── Teks Bacaan ──
RI News Portal. Bogotá, Kolombia — Panggung politik Kolombia dikejutkan oleh tragedi berdarah yang menimpa bakal calon presiden (bacapres) Miguel Uribe Turbay. Tokoh konservatif berusia 39 tahun tersebut tewas setelah ditembak secara brutal dalam sebuah acara kampanye di kawasan Fontibón, Bogotá, pada Sabtu (7/6/2025). Penembakan itu segera memicu kecaman luas dan memperkuat sorotan atas kerentanan politik di negara yang memiliki sejarah panjang kekerasan politik dan konflik bersenjata.
Menurut laporan Anadolu dan Antara, Miguel Uribe Turbay ditembak enam kali oleh seorang pria tak dikenal yang mendekatinya dari belakang saat ia sedang menyampaikan pernyataan penutup di acara kampanye. Dua peluru dilaporkan mengenai kepala dan leher Miguel. Rekaman video amatir yang beredar di media sosial memperlihatkan darah mengucur dari kepala korban ketika para pengawal pribadi berupaya mengevakuasinya ke rumah sakit.
Tim keamanan Miguel sempat membalas tembakan, yang menyebabkan satu orang lainnya mengalami luka. Wali Kota Bogotá, Carlos Fernando Galán, menyatakan bahwa pelaku penembakan berhasil ditangkap di tempat kejadian dan jaringan rumah sakit kota disiagakan untuk menangani insiden tersebut. Meski sempat mendapat pertolongan medis darurat, nyawa Miguel tidak tertolong.

Miguel Uribe Turbay merupakan figur penting dalam politik Kolombia kontemporer. Ia adalah anggota Partai Pusat Demokrasi (Centro Democrático), partai konservatif yang didirikan oleh mantan Presiden Álvaro Uribe Vélez dan dikenal karena sikapnya yang keras terhadap kelompok bersenjata dan kebijakan populis kanan.
Miguel juga dikenal sebagai cucu dari mantan Presiden Julio César Turbay Ayala dan anak dari jurnalis Diana Turbay, yang tewas tragis dalam operasi penyelamatan sandera pada 1991 setelah diculik oleh kelompok yang dikendalikan oleh gembong narkoba Pablo Escobar. Latar belakang keluarga yang penuh gejolak serta karier politiknya yang cepat menanjak menjadikan Miguel sebagai simbol harapan baru di mata sebagian pendukung konservatif.
Tragedi penembakan ini kembali membuka luka lama dalam sejarah politik Kolombia yang dihantui oleh kekerasan sistemik. Pembunuhan terhadap calon presiden bukan peristiwa baru di negara ini; pada era 1980-an dan 1990-an, tokoh-tokoh seperti Luis Carlos Galán dan Jaime Pardo Leal juga menjadi korban politik brutal.
───
── Data Latihan ──
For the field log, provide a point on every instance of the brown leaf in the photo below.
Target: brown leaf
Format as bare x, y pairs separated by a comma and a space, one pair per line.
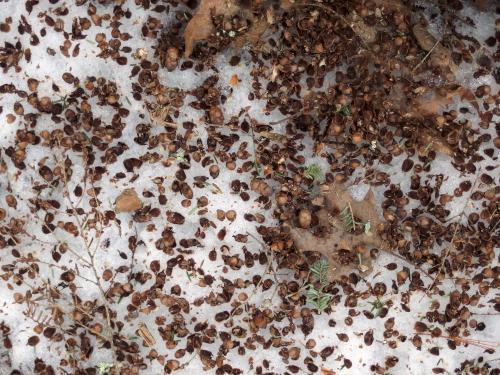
345, 251
200, 26
128, 201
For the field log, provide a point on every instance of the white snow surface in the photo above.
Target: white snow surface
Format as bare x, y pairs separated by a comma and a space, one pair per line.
48, 69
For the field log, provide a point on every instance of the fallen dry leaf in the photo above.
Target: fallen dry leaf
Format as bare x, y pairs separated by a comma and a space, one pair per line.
128, 201
337, 239
200, 26
440, 56
234, 80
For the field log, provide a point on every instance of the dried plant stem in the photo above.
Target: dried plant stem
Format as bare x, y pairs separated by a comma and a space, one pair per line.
462, 340
426, 56
90, 253
62, 268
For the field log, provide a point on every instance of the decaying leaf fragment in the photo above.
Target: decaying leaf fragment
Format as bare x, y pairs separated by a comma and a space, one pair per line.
200, 26
128, 201
346, 250
145, 334
440, 55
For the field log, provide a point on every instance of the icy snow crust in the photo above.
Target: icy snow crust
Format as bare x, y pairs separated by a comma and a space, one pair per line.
48, 69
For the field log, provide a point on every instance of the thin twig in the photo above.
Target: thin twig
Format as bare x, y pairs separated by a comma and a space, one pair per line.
426, 56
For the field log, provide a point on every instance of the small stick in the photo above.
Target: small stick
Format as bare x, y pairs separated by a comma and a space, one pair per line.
426, 56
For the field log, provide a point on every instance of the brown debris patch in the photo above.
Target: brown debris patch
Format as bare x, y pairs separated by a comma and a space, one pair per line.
128, 201
345, 248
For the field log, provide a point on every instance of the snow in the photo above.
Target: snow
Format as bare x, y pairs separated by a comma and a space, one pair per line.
48, 70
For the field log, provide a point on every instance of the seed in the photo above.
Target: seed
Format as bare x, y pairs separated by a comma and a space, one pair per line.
304, 218
214, 170
310, 344
357, 138
231, 215
221, 215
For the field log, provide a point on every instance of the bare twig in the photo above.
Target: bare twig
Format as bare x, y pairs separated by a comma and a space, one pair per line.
426, 56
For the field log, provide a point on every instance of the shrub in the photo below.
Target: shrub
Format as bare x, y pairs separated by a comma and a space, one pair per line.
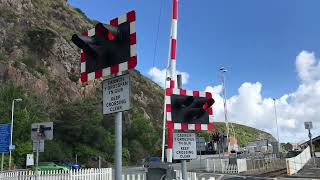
40, 41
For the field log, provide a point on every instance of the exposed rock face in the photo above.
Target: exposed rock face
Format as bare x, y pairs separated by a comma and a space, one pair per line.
36, 53
50, 68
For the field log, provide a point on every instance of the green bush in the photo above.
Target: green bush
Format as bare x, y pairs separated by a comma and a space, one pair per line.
40, 41
80, 11
73, 77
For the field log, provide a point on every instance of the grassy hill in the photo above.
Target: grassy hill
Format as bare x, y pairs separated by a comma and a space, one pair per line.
39, 64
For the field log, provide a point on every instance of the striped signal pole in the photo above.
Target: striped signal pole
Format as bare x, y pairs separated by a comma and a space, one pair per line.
170, 81
173, 55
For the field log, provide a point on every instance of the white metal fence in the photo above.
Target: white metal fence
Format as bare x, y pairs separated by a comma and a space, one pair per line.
82, 174
296, 163
191, 175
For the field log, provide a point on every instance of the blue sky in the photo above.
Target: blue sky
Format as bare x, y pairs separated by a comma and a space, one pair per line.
255, 40
273, 45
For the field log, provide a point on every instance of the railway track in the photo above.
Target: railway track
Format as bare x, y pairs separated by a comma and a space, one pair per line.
274, 173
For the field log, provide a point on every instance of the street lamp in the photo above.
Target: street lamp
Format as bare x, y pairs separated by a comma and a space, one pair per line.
223, 70
11, 131
275, 113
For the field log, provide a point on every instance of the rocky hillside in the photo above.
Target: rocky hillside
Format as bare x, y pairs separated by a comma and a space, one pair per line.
39, 63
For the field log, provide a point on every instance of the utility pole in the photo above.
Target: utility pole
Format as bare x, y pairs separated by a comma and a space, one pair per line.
276, 116
223, 71
309, 126
11, 131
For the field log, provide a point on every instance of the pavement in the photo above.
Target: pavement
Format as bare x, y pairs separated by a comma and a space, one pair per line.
310, 170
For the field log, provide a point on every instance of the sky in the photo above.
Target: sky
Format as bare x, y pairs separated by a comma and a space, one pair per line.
270, 49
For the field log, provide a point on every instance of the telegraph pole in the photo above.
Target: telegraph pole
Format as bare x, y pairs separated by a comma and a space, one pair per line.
223, 70
276, 116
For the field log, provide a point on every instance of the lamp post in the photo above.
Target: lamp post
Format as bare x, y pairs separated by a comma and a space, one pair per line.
11, 131
223, 70
276, 116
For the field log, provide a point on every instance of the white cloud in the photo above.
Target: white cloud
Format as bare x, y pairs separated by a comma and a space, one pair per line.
293, 109
159, 76
307, 66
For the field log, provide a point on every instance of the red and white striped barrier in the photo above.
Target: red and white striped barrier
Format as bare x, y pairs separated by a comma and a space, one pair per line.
115, 69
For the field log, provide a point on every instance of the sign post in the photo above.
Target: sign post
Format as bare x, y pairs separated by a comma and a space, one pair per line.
116, 99
39, 133
30, 160
184, 147
110, 50
308, 125
116, 94
5, 130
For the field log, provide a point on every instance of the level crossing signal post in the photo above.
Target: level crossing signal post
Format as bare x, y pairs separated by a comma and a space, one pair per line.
109, 50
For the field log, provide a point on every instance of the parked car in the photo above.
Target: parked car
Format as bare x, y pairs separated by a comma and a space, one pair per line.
72, 165
49, 166
69, 165
151, 161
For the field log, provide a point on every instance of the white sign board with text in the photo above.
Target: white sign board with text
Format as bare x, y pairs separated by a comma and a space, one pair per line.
184, 146
308, 125
30, 160
116, 94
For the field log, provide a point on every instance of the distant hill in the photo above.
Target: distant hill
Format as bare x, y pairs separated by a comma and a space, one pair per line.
244, 134
39, 64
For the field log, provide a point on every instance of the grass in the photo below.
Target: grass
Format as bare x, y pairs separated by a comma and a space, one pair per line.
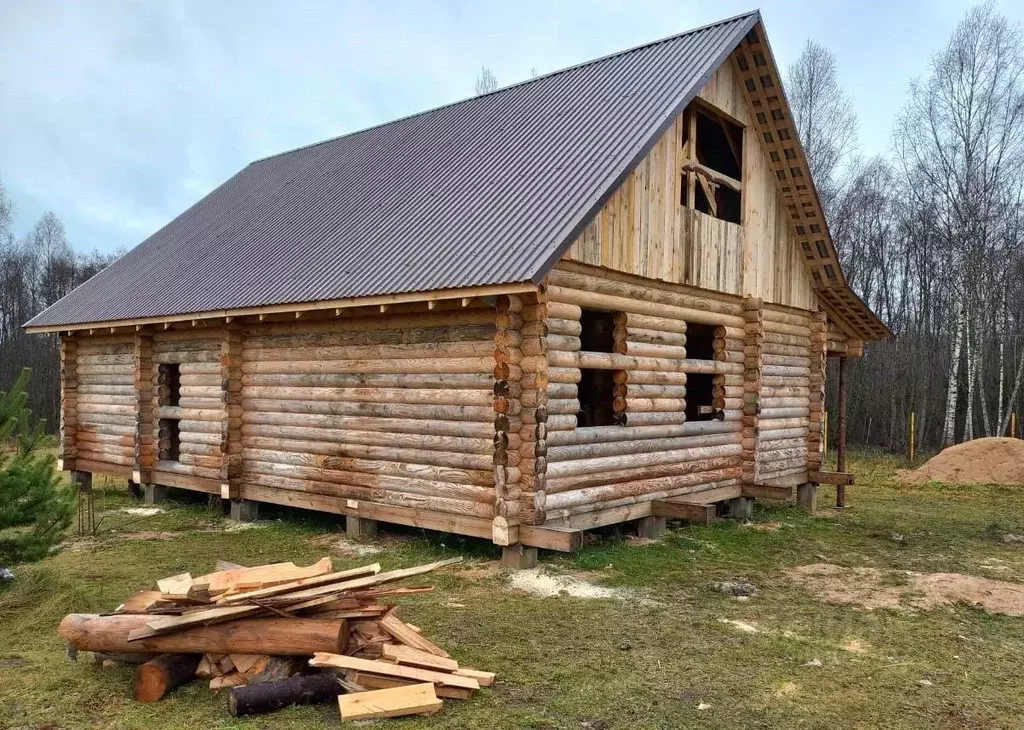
568, 662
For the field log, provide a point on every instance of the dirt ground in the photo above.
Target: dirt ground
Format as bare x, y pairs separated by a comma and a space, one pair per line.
870, 588
983, 461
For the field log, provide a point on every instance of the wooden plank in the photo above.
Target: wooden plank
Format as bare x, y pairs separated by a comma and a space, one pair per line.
326, 659
393, 702
679, 510
767, 491
410, 637
830, 477
401, 654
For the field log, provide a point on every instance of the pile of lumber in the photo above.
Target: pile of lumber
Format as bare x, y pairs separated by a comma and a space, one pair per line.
279, 635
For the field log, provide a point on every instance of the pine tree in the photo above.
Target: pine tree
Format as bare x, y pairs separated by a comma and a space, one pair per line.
35, 507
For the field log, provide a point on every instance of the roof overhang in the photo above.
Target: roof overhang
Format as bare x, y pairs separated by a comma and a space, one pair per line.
338, 304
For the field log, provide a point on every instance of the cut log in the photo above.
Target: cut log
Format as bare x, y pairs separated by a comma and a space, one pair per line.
290, 637
159, 676
303, 689
394, 702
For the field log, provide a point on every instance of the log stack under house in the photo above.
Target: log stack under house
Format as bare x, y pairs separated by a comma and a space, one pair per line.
601, 295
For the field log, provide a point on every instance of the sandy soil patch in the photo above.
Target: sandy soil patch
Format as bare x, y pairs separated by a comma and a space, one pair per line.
983, 461
544, 584
870, 589
142, 511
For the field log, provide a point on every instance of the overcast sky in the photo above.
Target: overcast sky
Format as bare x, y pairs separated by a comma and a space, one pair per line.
118, 116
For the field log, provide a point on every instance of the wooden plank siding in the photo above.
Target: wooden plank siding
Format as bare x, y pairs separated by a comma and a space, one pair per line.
643, 228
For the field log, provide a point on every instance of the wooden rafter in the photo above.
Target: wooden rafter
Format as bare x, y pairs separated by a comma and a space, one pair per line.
774, 127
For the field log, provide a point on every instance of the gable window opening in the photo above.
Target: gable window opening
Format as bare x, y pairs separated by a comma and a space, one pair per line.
713, 164
597, 386
169, 389
700, 386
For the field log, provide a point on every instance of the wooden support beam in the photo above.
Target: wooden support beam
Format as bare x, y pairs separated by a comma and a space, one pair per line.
767, 491
676, 510
830, 477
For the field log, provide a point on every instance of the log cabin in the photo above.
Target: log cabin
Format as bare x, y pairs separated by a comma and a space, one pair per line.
601, 295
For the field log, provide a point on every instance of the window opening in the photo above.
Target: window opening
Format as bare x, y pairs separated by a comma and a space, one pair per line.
597, 386
713, 151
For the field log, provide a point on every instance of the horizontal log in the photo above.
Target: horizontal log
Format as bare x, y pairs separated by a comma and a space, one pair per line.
364, 485
433, 396
611, 360
409, 336
253, 445
568, 500
294, 637
771, 415
412, 367
654, 294
605, 434
649, 445
640, 377
392, 411
665, 327
617, 303
561, 310
387, 425
775, 315
590, 466
382, 497
643, 349
571, 328
640, 405
442, 381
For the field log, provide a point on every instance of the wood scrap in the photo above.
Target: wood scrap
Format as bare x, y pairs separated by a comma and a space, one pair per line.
247, 629
401, 654
415, 699
294, 637
175, 585
302, 689
328, 660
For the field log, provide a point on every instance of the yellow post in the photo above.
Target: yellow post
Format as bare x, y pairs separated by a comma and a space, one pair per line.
912, 434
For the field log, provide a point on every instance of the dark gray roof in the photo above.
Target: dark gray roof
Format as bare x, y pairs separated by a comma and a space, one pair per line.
487, 190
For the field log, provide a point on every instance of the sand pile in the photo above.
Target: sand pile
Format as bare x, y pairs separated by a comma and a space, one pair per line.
983, 461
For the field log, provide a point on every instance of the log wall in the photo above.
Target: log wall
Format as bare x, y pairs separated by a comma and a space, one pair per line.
200, 412
394, 409
652, 453
98, 414
784, 395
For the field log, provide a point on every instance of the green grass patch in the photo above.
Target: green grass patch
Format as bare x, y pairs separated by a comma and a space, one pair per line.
651, 660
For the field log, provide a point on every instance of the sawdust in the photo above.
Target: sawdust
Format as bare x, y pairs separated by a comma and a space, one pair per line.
141, 511
741, 626
871, 589
150, 535
983, 461
544, 584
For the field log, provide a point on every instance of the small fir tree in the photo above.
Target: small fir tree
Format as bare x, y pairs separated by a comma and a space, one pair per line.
35, 506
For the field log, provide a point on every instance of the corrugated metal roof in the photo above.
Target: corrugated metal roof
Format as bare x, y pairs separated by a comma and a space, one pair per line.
487, 190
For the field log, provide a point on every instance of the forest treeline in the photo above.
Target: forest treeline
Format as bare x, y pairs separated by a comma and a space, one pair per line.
36, 270
929, 232
930, 235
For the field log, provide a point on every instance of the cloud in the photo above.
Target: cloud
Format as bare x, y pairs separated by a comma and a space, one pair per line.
120, 115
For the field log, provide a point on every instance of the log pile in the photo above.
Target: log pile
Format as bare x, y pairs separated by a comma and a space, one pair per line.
279, 635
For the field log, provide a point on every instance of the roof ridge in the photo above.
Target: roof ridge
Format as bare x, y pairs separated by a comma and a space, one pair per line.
517, 84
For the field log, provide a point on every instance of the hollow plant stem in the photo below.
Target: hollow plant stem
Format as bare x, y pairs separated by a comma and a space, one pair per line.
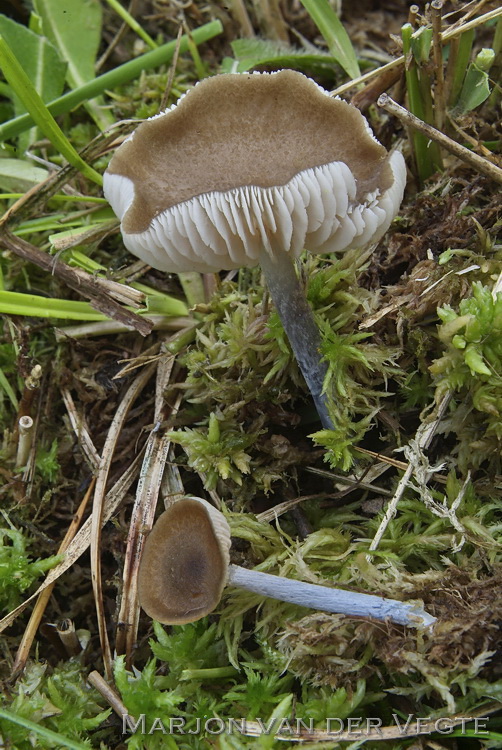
298, 320
329, 599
───
* _Kumpulan Latihan_
A: Menurut teks tentang penembakan Miguel Uribe Turbay, siapa pendiri Partai Pusat Demokrasi?
B: Tulis ulang bagian teks tentang penembakan Miguel Uribe Turbay dari "Miguel Uribe Turbay merupakan" sampai "kebijakan populis kanan.", dengan "keras" diubah menjadi "tegas".
Item-item tersebut tidak diperlukan untuk mengerjakan tugas.

* _Jawaban Tugas_
A: Mantan Presiden Álvaro Uribe Vélez.

B:
Miguel Uribe Turbay merupakan figur penting dalam politik Kolombia kontemporer. Ia adalah anggota Partai Pusat Demokrasi (Centro Democrático), partai konservatif yang didirikan oleh mantan Presiden Álvaro Uribe Vélez dan dikenal karena sikapnya yang tegas terhadap kelompok bersenjata dan kebijakan populis kanan.